La danseuse paraissait se mouvoir en apesanteur, les suivants marchent tout bonnement sur les nuages : un cercle de ciel est projeté au sol et morcelé par des miroirs posés sur le sol à la verticale, sans cesse réorientés, ou suspendus aux cintres, inclinés. Leur fonction poétique paraît en même temps que le soleil, un danseur vêtu d'une longue robe jaune, qui évolue en manège sur le ciel : ils en réfractent l'éclat, font apparaître en l'air, sans que l'on sache bien d'où il vient, un rayon de la traîne jaune, répètent l'ondulation du tissu sans le corps qui le met en mouvement, enflammant alors la course du danseur-soleil. Le jeu des miroirs est réfléchi plus avant tout au long du spectacle. Leur agencement ne sert pas seulement à démultiplier le mouvement, ou à le faire voir sous plusieurs angles : pour chaque spectateur, il le réinvente, quitte à le tronquer ou à dissimuler le danseur qui en est à l'origine. Des pieds, un dos, une touche de jaune, une masse mouvante, un aplat de mauve : tout est métamorphose anamorphosée. L'un des miroirs est d'ailleurs déformant. Loin de créer un effet burlesque comme au jardin d'acclimatation, il informe le rêve, et lorsqu'on le fait pivoter, c'est pour se dédoubler en une sorte de tourniquet (comme à l'entrée des musées ou des magasins) à partir duquel rayonnent tous les danseurs dans leur robe jaune. Curieusement, le costume va mieux aux hommes qu'aux femmes : la robe transforme presque les femmes en danseuses espagnoles, tandis qu'elle confère aux hommes le pouvoir magistral des cardinaux.

La chorégraphe prend le temps d'exploiter ses trouvailles scénographiques, d'en extraire l'effet poétique, sans pour autant donner l'impression de décliner une idée jusqu'au concept, ce qui m'avait empêché d'être vraiment emballée par les Répliques de Nicolas Paul. Le thème du double, du faux-semblant et de l'illusion est également présent à travers le jeu des reflets, mais son traitement poétique se tient éloigné de toute théorie. Il serait vain de chercher à rassembler les reflets en une reconstruction cubiste, cette vision détaillée, ciselée, et incertaine se suffit à elle-même, elle est l'ornementation même du rêve.
================================
§ **LISTE DES TÂCHES**
1) Dans l'extrait sur le spectacle de danse, de quelle couleur est la longue robe que porte le danseur figurant le soleil ?
2) Extrayez de la liste toutes les lignes qui contiennent le mot "player", en tenant compte de la casse.
Le texte et la liste n'ont aucun lien entre eux.
================================
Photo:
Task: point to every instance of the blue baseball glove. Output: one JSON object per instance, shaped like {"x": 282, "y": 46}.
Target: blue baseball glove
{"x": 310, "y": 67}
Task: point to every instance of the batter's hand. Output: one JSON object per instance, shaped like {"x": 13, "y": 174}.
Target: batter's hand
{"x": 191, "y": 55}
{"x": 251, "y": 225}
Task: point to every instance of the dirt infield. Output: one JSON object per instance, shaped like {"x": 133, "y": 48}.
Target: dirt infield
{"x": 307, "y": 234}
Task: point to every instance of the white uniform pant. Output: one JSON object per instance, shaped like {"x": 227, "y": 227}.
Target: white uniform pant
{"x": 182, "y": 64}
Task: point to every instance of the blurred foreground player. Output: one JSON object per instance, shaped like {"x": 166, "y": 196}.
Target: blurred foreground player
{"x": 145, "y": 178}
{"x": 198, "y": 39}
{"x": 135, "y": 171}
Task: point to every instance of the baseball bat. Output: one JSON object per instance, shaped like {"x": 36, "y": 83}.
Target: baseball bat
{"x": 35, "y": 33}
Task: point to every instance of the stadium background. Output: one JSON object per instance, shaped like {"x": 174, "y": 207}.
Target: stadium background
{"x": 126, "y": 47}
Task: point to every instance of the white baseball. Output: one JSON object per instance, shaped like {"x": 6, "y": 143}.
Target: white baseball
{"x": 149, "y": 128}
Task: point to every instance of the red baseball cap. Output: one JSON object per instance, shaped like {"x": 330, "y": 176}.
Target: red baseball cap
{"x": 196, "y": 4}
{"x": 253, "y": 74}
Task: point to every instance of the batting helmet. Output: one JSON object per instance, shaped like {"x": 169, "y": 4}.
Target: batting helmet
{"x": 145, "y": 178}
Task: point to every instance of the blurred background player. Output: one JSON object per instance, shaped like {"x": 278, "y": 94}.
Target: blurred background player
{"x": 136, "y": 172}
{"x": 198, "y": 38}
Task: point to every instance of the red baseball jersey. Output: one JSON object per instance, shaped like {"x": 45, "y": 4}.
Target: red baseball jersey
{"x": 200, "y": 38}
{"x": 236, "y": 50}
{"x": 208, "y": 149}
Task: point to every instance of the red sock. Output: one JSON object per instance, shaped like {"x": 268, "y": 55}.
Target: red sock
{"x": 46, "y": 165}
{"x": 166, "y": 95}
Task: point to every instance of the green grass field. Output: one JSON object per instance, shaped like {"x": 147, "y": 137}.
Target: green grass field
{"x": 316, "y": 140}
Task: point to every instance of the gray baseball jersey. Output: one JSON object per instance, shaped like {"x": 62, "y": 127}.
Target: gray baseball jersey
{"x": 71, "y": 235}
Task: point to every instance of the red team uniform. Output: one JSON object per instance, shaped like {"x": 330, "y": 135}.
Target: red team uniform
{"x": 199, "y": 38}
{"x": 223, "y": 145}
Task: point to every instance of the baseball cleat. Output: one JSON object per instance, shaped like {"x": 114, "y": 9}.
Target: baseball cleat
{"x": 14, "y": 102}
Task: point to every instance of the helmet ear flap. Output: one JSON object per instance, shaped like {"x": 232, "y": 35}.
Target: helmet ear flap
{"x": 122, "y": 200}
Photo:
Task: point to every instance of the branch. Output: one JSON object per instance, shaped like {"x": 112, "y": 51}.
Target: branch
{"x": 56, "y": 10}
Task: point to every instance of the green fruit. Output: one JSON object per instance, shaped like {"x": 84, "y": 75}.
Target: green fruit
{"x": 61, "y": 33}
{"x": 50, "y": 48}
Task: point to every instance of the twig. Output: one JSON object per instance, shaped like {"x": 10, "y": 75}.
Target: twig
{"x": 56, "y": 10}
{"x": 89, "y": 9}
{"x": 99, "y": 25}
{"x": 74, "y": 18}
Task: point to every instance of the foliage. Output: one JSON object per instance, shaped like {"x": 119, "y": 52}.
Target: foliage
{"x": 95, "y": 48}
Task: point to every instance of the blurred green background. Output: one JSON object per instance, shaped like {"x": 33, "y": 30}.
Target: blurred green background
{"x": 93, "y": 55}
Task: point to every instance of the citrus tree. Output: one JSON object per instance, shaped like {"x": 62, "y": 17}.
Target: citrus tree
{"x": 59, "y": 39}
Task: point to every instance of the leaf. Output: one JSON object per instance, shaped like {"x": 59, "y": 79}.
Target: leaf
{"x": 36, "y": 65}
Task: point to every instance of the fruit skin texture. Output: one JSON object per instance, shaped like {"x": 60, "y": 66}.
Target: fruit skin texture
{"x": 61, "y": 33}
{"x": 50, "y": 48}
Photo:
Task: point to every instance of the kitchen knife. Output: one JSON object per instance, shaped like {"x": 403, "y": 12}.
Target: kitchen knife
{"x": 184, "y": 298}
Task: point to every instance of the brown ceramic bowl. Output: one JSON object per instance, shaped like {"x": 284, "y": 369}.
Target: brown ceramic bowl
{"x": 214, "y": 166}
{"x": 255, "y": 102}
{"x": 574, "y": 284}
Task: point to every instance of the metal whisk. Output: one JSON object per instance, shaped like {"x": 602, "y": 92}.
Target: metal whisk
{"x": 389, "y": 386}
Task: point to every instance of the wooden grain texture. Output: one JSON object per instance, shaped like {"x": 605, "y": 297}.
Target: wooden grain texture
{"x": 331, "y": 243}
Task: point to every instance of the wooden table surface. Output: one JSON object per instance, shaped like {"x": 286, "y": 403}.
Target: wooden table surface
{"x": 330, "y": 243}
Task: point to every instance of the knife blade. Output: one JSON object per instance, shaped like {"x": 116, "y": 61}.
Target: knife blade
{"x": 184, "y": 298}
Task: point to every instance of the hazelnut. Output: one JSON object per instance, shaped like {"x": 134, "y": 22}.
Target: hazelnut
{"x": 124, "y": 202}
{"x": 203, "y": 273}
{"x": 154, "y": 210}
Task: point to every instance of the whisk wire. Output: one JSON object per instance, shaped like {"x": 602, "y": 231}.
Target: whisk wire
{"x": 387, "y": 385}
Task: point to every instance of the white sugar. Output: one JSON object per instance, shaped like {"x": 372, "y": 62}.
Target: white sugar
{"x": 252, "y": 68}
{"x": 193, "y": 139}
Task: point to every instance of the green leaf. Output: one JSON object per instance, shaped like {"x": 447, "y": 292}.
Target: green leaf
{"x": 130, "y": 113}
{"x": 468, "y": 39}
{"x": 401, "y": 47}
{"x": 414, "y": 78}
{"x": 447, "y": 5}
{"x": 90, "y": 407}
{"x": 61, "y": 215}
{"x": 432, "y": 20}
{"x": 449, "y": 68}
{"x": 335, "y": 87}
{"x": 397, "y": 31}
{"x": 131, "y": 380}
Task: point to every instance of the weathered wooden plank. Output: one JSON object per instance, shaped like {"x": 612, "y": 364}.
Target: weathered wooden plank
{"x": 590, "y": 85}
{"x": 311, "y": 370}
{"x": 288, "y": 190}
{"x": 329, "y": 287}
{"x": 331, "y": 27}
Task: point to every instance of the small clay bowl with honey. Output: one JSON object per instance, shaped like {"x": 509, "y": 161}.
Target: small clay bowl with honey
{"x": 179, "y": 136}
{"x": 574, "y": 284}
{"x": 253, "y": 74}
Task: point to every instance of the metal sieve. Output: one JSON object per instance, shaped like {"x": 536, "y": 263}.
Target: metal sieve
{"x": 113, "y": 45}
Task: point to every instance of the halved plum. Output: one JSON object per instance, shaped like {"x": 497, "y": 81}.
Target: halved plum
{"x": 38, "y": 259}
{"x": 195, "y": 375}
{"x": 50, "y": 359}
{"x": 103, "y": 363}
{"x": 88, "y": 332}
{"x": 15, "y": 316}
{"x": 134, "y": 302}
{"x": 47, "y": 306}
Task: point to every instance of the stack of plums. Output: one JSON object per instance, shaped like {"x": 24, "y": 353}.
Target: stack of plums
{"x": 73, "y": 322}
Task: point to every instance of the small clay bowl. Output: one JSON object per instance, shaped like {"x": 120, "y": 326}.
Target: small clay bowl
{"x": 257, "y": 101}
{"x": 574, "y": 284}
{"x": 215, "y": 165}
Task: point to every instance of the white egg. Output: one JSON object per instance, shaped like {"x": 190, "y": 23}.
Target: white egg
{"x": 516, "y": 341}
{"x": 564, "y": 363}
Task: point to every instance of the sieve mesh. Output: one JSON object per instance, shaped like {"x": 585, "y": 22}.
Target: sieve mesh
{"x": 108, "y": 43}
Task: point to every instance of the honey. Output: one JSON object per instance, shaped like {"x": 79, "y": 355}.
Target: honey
================================
§ **RÉSULTATS DES TÂCHES**
1) Elle est jaune.

2)
Task: point to every instance of the blurred foreground player. Output: one JSON object per instance, shaped like {"x": 166, "y": 196}.
Target: blurred foreground player
Task: point to every instance of the blurred background player. Output: one JSON object per instance, shaped like {"x": 278, "y": 94}.
Target: blurred background player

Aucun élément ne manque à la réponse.